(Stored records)

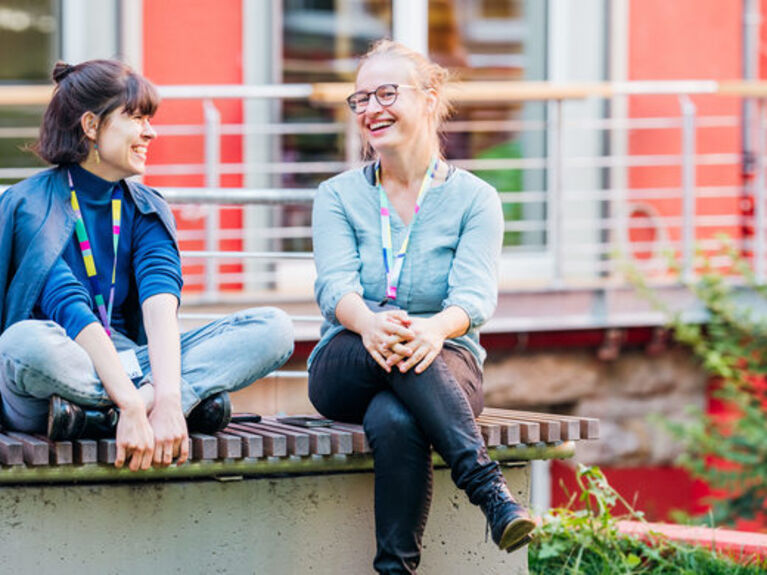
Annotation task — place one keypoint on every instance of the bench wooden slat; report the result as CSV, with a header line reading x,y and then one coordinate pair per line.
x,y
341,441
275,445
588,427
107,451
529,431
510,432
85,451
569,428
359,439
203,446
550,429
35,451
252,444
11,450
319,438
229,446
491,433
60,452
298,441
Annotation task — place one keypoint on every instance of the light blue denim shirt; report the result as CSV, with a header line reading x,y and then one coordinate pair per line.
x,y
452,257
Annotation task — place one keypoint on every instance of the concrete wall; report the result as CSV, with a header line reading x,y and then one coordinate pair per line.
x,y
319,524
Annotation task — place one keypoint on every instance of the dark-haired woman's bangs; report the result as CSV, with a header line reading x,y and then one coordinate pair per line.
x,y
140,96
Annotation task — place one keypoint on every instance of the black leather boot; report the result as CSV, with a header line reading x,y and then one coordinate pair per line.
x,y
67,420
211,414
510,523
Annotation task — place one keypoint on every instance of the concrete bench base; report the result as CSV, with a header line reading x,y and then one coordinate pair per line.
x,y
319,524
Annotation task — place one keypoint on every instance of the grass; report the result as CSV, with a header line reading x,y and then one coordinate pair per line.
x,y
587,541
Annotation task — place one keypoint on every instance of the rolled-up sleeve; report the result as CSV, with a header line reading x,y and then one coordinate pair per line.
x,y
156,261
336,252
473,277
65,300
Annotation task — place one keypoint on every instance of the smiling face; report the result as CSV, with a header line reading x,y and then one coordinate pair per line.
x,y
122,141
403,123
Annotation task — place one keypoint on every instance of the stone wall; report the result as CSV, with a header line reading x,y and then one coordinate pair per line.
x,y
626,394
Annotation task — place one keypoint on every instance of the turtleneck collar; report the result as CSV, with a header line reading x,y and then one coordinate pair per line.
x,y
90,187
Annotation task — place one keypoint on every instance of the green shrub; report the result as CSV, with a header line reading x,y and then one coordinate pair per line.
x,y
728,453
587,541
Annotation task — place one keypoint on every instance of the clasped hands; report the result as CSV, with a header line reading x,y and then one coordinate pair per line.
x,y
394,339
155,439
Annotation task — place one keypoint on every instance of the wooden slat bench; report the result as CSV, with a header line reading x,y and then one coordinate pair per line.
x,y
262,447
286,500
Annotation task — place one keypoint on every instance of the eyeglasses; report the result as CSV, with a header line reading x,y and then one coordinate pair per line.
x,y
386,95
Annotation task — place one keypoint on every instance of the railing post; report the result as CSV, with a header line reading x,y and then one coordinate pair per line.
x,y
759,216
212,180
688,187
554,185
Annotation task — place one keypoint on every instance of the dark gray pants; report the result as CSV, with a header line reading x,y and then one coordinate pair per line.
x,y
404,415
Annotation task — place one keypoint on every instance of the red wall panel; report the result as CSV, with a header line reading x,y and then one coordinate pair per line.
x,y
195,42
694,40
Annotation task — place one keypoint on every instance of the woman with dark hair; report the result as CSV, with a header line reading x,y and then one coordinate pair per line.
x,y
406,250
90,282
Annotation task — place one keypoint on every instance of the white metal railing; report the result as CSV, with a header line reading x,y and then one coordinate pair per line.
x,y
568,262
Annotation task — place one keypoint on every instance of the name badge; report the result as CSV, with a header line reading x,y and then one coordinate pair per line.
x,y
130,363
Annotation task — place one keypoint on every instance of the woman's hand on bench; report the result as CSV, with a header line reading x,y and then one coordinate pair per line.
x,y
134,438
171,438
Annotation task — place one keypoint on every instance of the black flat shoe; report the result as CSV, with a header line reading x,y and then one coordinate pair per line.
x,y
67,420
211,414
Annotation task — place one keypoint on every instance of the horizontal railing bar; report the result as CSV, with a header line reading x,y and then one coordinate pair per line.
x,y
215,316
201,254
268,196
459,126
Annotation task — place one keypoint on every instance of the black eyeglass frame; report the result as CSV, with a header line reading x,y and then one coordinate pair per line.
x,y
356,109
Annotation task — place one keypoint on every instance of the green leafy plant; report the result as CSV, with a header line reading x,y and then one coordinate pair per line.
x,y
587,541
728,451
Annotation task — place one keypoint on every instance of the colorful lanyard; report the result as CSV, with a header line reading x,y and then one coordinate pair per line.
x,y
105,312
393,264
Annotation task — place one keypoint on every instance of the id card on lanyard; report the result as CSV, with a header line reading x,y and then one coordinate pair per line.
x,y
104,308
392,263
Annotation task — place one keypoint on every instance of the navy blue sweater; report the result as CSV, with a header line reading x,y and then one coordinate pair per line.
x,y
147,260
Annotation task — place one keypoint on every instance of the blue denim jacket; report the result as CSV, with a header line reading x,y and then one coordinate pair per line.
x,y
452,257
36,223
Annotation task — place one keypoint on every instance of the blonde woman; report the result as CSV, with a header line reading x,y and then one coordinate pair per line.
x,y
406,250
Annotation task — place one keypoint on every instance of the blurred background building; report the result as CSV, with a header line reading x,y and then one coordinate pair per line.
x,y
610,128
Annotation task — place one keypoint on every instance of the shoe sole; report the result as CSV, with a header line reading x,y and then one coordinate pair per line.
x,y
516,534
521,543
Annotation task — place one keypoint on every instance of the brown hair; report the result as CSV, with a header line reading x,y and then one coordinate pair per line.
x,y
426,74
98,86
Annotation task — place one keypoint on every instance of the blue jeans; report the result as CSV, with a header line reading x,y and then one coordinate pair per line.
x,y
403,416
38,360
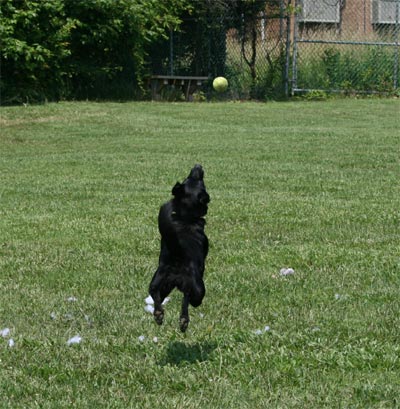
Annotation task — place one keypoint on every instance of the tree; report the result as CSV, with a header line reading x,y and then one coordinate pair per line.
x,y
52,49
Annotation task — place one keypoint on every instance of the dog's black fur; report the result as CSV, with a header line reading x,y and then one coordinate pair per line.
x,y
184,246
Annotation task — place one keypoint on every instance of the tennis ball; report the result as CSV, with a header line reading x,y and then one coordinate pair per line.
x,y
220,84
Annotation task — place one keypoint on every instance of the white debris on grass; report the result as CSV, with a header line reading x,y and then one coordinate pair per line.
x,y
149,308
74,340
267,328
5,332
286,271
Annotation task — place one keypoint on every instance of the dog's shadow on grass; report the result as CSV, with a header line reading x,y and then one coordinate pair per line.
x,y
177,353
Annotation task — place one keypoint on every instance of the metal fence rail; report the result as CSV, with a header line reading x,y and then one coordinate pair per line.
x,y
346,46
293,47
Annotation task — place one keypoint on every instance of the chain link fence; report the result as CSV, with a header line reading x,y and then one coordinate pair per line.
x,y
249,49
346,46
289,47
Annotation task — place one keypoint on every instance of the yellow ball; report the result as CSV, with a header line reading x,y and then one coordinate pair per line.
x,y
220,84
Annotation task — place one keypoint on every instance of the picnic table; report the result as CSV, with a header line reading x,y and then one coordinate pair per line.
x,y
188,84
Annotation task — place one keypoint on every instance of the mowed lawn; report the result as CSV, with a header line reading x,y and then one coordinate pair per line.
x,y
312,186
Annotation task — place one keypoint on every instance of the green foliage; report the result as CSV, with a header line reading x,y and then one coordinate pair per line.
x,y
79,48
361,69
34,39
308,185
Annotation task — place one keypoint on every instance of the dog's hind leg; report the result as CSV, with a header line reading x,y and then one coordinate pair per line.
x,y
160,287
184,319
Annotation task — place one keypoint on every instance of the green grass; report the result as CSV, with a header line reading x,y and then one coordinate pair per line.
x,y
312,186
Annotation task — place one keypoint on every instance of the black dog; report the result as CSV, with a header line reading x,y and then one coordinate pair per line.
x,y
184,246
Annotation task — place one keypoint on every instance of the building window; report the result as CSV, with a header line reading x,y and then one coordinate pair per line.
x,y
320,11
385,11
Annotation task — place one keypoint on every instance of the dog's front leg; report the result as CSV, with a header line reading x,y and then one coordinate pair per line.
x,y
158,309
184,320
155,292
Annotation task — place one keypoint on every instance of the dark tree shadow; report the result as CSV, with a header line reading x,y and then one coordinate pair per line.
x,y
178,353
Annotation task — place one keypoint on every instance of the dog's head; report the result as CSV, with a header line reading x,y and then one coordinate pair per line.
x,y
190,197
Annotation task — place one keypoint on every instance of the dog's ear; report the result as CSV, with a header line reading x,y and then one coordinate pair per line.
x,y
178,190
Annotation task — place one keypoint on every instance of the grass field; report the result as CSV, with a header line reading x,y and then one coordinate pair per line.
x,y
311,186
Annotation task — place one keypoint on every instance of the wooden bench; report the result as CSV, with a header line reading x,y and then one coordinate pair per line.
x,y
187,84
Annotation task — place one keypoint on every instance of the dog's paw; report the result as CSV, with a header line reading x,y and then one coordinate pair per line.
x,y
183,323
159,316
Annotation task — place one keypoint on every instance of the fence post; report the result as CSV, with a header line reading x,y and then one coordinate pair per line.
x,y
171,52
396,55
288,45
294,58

▶ _Exercise description_: Copy the part of the rows that starts with the line containing "of the building" and runs to the end of the rows, keeping every line the same.

▶ _Answer for this exercise_:
Annotation task — place one keypoint on every instance of the building window; report the result as CSV, with a header line reading x,y and then one coordinate pair per line.
x,y
320,11
385,11
Annotation task — place one keypoint on every instance of the dog's front leg; report the result as CSV, with a header line reading x,y and then one coordinate pair per line.
x,y
158,309
184,320
155,292
Annotation task — place one keypoint on every instance of the dark tree shadow; report the result as CSV, with a header line reading x,y and then one coordinate pair per line.
x,y
178,353
Annotation task — place one keypoint on every instance of the dog's head; report the result as CSV, with a header line reading x,y and then one coordinate pair per line.
x,y
190,197
Annotation task — place one keypoint on every instance of the dog's ear; report the result as CSV, with a header line reading x,y and then one coordinate pair per line.
x,y
178,190
Annotation task — place one keypoint on every instance of the grass field; report the result as CSV, with a header line reading x,y and then one coordinate pair per line.
x,y
311,186
Annotation task — place one keypoint on every instance of the wooden bench; report the result as CSV, with a header line reading x,y and then one coordinate pair per line.
x,y
187,84
Annotation task — place one keypoint on every instance of the dog's paw; report the result as CSV, with a header line reading x,y and then one coordinate pair per line.
x,y
183,323
159,316
Annotation task — place one keypoint on every instance of the fence post; report the result as CSV, with a header line reading x,y and then one coordinate pair per line.
x,y
171,52
396,55
288,45
294,58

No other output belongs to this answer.